___ RECORD SET

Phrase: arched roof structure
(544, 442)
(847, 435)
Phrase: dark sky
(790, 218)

______

SET TASK:
Please count how many lines in the listing above contain the string "Phrase", matching case exactly. Reply with that number only.

RESULT OF THE EXERCISE:
2